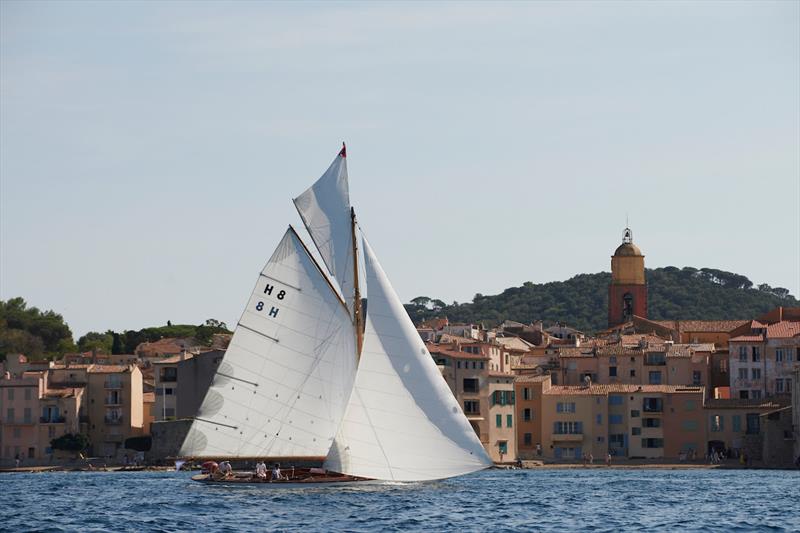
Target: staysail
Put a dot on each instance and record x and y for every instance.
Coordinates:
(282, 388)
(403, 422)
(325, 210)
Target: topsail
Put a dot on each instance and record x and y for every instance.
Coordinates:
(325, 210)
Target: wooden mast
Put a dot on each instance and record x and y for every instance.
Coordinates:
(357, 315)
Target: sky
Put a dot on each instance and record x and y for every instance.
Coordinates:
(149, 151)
□ □ □ □ □
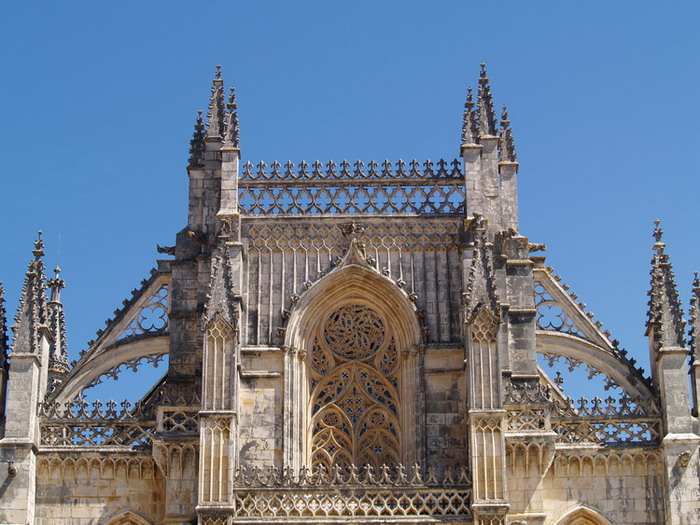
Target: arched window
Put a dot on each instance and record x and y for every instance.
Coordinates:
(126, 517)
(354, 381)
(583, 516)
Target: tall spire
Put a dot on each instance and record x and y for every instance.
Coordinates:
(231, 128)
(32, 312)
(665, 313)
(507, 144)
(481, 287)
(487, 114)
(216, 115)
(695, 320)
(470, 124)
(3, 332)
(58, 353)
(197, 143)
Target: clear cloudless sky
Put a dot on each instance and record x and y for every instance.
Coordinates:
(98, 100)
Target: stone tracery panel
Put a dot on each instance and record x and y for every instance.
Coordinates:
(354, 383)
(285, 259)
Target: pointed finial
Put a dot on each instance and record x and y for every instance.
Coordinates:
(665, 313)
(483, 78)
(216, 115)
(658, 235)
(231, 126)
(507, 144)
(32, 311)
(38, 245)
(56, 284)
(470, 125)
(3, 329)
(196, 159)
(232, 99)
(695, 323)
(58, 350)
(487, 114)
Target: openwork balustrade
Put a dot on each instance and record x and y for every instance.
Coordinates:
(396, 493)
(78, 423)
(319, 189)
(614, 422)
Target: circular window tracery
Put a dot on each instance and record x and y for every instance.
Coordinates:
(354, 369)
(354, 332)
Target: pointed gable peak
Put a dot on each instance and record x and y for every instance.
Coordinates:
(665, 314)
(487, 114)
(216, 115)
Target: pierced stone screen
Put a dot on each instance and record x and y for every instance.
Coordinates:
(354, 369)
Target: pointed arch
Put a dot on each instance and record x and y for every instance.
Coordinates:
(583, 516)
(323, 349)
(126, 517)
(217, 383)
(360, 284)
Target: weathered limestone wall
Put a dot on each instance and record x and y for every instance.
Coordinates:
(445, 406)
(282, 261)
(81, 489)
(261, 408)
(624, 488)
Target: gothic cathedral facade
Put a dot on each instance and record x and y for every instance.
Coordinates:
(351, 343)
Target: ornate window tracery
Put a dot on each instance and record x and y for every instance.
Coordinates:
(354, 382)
□ □ □ □ □
Task
Copy out every line of the records above that includes the word "pointed", reproducing each line in full. Letter case matters when matching.

Answer to the task
Target: pointed finial
Target: pointed gable peak
Target: pointed arch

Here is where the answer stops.